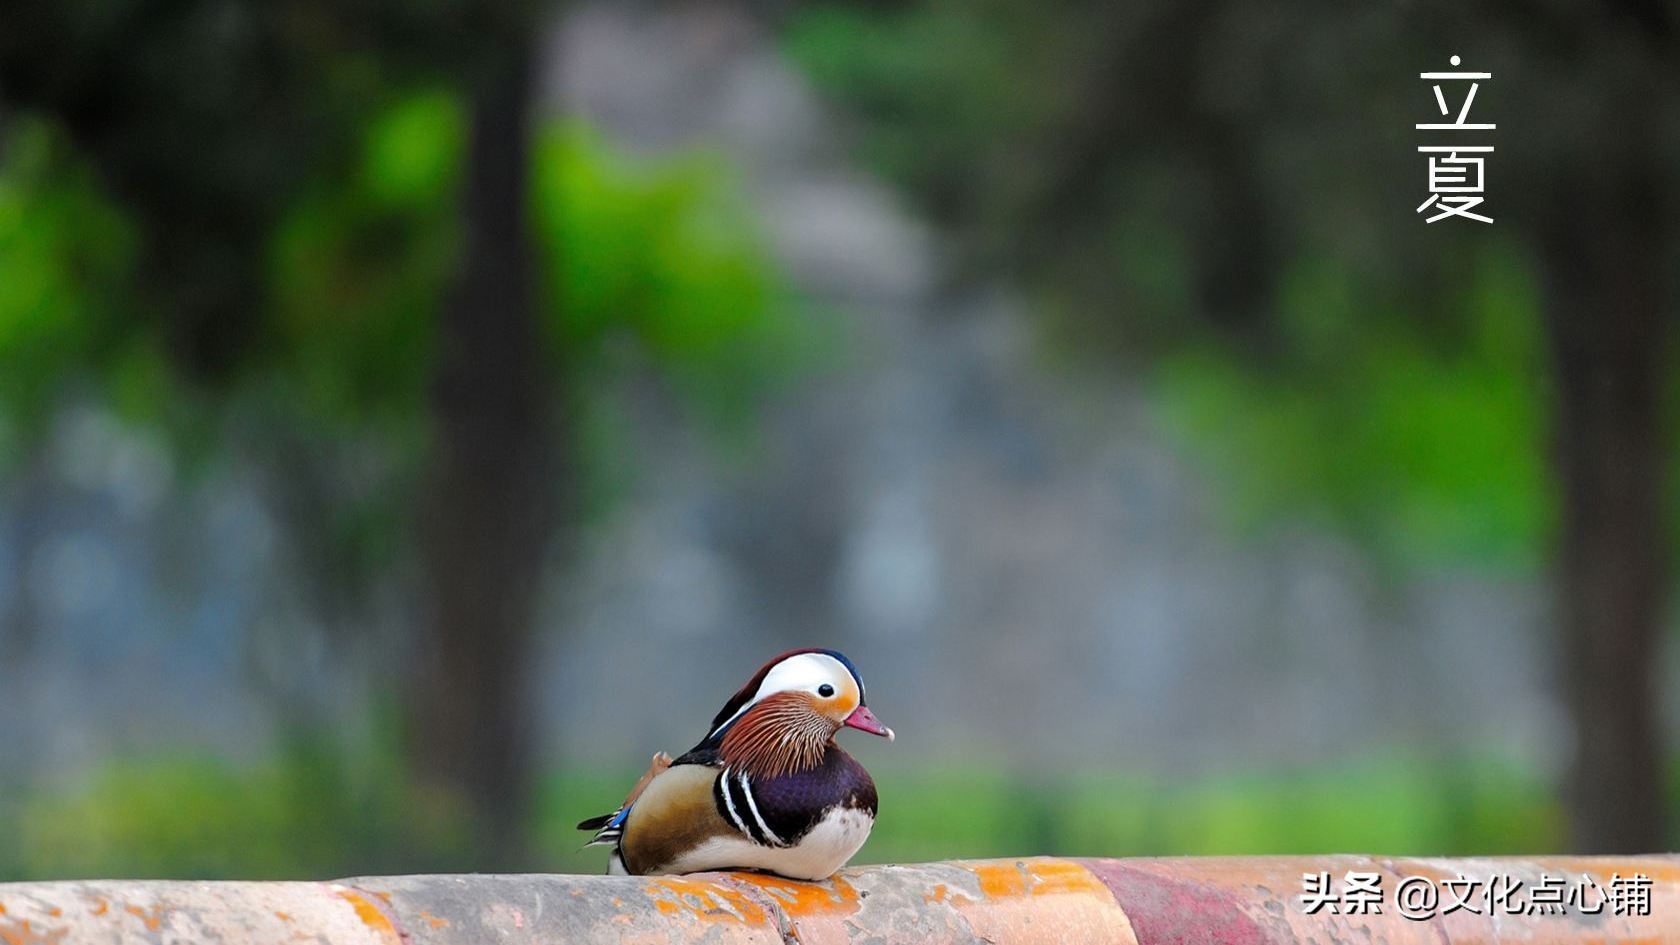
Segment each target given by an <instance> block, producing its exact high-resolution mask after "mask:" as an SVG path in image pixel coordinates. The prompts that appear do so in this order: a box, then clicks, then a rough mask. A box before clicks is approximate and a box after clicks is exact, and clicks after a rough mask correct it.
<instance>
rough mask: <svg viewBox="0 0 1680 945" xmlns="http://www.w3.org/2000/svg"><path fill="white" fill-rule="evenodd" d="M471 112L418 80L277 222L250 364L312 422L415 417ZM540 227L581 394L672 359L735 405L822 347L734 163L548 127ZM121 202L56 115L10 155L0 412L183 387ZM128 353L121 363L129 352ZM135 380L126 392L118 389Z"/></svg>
mask: <svg viewBox="0 0 1680 945" xmlns="http://www.w3.org/2000/svg"><path fill="white" fill-rule="evenodd" d="M464 135H465V119H464V109H462V104H460V101H459V98H457V96H454V94H450V92H440V91H438V92H420V94H413V96H408V98H405V99H402V101H396V103H395V104H391V106H390V108H386V109H385V111H381V113H380V114H376V116H375V118H373V121H370V124H368V128H366V133H365V140H363V143H361V148H360V160H358V161H354V165H353V168H351V173H348V175H341V177H333V178H328V180H318V182H316V183H314V185H312V187H311V188H307V192H306V193H304V197H302V198H301V200H297V203H296V205H294V207H292V209H291V210H289V212H287V214H286V215H284V219H282V224H281V225H279V227H277V230H276V232H274V235H272V240H270V254H269V267H267V271H269V277H267V299H269V311H267V313H265V319H264V326H265V328H264V331H262V345H260V351H259V353H257V355H255V356H254V358H250V360H249V365H247V367H245V370H244V372H242V377H240V378H239V383H240V387H242V390H244V393H245V395H249V397H254V399H259V400H262V402H267V404H282V405H284V412H286V414H287V415H291V417H292V419H294V420H296V422H297V424H302V425H304V427H306V429H309V430H311V434H312V436H326V437H334V436H356V434H368V432H378V434H381V436H395V437H396V439H398V441H402V439H403V437H408V434H415V432H420V430H418V429H417V425H418V424H420V422H422V420H423V399H425V395H427V388H425V385H427V380H428V378H430V368H432V353H433V345H435V325H437V311H438V306H440V304H444V301H445V298H447V291H449V286H450V281H452V274H454V261H455V252H457V242H459V232H457V225H459V212H457V193H459V180H460V163H462V158H464ZM534 151H536V156H534V166H533V168H531V173H533V207H531V225H533V229H534V232H536V235H538V247H539V252H541V261H539V262H541V269H543V286H541V289H543V298H544V299H546V304H544V308H543V314H544V321H546V326H548V340H549V348H551V356H553V365H554V368H553V370H554V377H556V380H558V382H559V383H558V390H559V395H561V397H564V399H571V400H576V402H580V404H581V405H583V407H585V409H588V407H591V405H596V407H600V399H601V397H603V395H606V393H608V392H610V390H612V387H613V383H615V380H618V378H622V377H623V375H625V372H640V373H643V375H648V377H655V378H662V380H664V382H665V383H667V385H669V387H670V390H672V392H674V395H675V397H674V399H675V400H677V402H679V404H680V405H684V407H690V409H692V410H694V414H696V415H699V417H702V419H707V420H722V422H729V420H736V419H739V417H741V415H743V414H744V410H746V409H748V407H749V405H751V404H753V402H756V399H758V397H759V395H761V393H763V392H764V388H766V387H769V385H774V383H776V382H778V380H781V378H785V377H788V375H790V373H793V372H798V370H801V367H803V362H801V358H803V356H806V355H810V353H811V350H813V348H811V345H810V338H808V335H806V333H805V321H803V319H800V318H796V316H795V308H796V299H795V298H793V296H791V289H790V288H788V284H786V282H785V281H783V279H781V276H780V272H778V267H776V264H774V261H773V259H771V257H769V254H768V249H766V245H764V244H763V242H761V240H759V239H758V234H756V232H754V227H753V220H751V217H749V214H748V210H746V203H744V200H743V198H741V193H739V187H738V185H736V182H734V180H732V177H731V173H729V168H727V166H726V163H724V161H721V160H716V158H712V156H707V155H690V156H679V158H665V160H659V161H638V160H632V158H628V156H627V155H622V153H617V151H615V150H613V148H610V146H608V145H606V143H605V141H601V140H600V138H598V136H596V135H591V133H590V131H588V129H586V128H581V126H576V124H549V126H544V128H543V129H541V131H539V141H538V143H536V148H534ZM133 264H134V254H133V239H131V230H129V227H128V225H126V220H124V217H123V212H121V209H119V207H118V205H116V203H114V202H111V200H108V198H106V197H104V195H102V193H101V190H99V185H97V182H96V180H92V178H91V175H89V173H87V172H86V168H84V166H82V165H81V163H79V161H77V160H74V156H72V155H71V151H69V150H67V146H66V145H64V141H60V140H59V136H57V135H55V133H54V129H52V126H50V124H47V123H44V121H35V119H30V121H17V123H15V128H13V129H12V131H10V135H8V146H7V151H5V161H3V165H0V412H3V414H5V415H7V417H8V419H12V420H22V422H25V424H37V422H39V419H40V417H42V415H44V412H45V410H47V409H50V407H52V405H54V404H55V399H57V397H62V395H64V393H66V392H67V390H71V392H74V388H76V385H74V383H67V378H71V380H74V378H81V380H82V382H84V387H86V390H89V392H96V393H101V395H111V397H121V399H123V400H124V402H131V404H134V405H141V404H153V407H151V409H150V410H148V412H146V417H148V419H166V417H170V415H171V412H170V410H165V409H161V407H156V405H158V404H170V402H171V400H180V397H181V395H183V393H186V392H185V390H183V388H181V387H180V385H176V383H175V382H173V380H171V378H170V377H168V372H166V365H165V363H163V362H161V360H158V358H156V356H155V355H146V356H144V358H139V367H123V365H119V363H118V360H116V358H113V356H111V355H113V353H133V351H141V353H148V351H158V350H163V348H165V345H166V340H165V338H161V336H156V335H153V331H156V330H158V325H160V323H158V319H148V318H143V316H144V313H143V311H138V308H136V306H139V304H143V303H139V301H138V296H134V293H133V291H131V289H133V286H131V281H133V279H134V271H133V269H134V266H133ZM114 368H121V370H114ZM124 390H126V392H128V393H124Z"/></svg>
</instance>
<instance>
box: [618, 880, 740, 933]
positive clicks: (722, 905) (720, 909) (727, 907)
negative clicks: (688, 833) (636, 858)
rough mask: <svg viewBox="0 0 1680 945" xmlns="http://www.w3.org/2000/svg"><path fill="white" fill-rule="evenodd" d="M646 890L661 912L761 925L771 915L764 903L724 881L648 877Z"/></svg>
mask: <svg viewBox="0 0 1680 945" xmlns="http://www.w3.org/2000/svg"><path fill="white" fill-rule="evenodd" d="M645 890H647V893H648V896H652V900H654V908H655V910H659V911H660V915H669V916H687V918H696V920H701V921H719V920H732V921H739V923H746V925H761V923H764V921H766V920H768V918H769V913H768V911H764V906H761V905H758V903H754V901H753V900H751V898H749V896H748V895H744V893H741V891H738V890H731V888H729V886H726V884H722V883H707V881H704V879H685V878H680V876H660V878H650V879H647V886H645Z"/></svg>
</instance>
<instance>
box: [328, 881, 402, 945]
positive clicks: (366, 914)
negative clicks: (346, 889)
mask: <svg viewBox="0 0 1680 945" xmlns="http://www.w3.org/2000/svg"><path fill="white" fill-rule="evenodd" d="M338 898H341V900H344V901H346V903H349V908H353V910H356V918H360V920H361V925H366V927H368V928H371V930H375V932H378V933H380V935H383V937H386V938H390V940H391V942H402V935H398V932H396V925H395V923H391V916H388V915H385V910H381V908H380V906H376V905H373V903H371V901H368V898H366V896H363V895H361V893H358V891H356V890H338Z"/></svg>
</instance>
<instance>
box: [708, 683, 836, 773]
mask: <svg viewBox="0 0 1680 945" xmlns="http://www.w3.org/2000/svg"><path fill="white" fill-rule="evenodd" d="M832 745H833V726H832V725H830V723H828V720H827V718H823V716H822V715H820V713H818V711H816V706H815V705H813V703H811V698H810V696H806V694H805V693H778V694H774V696H769V698H766V700H763V701H761V703H758V705H756V706H753V708H751V710H748V711H746V713H744V715H743V716H741V718H738V720H736V721H734V723H732V725H731V726H729V728H727V730H726V731H724V733H722V740H721V743H719V745H717V755H719V758H722V762H724V763H726V765H729V767H732V768H736V770H741V772H746V773H749V775H753V777H756V779H773V777H781V775H788V773H795V772H801V770H810V768H815V767H818V765H822V762H823V755H825V752H827V750H828V748H830V747H832Z"/></svg>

• Your goal: Copy the rows from the very start through the line that contains "112L418 80L277 222L250", swapping "rough mask" for "coarse mask" and leaving everything else the same. Leave the pictures out.

• Expected answer:
Segment each target given by an <instance> block, producing its exact high-resolution mask after "mask:" as an SVG path in image pixel coordinates. The prompts that appear do so in this order: a box, then clicks, then a coarse mask. A box before clicks is approximate and a box after clicks is exact, and clicks after a coarse mask correct it.
<instance>
coarse mask: <svg viewBox="0 0 1680 945" xmlns="http://www.w3.org/2000/svg"><path fill="white" fill-rule="evenodd" d="M471 112L418 80L277 222L250 364L312 422L415 417ZM540 227L581 394L672 359L735 405L822 347L734 163L548 127ZM121 202L56 115L10 155L0 412L183 387ZM128 353L121 363L129 352ZM135 380L126 392L118 389Z"/></svg>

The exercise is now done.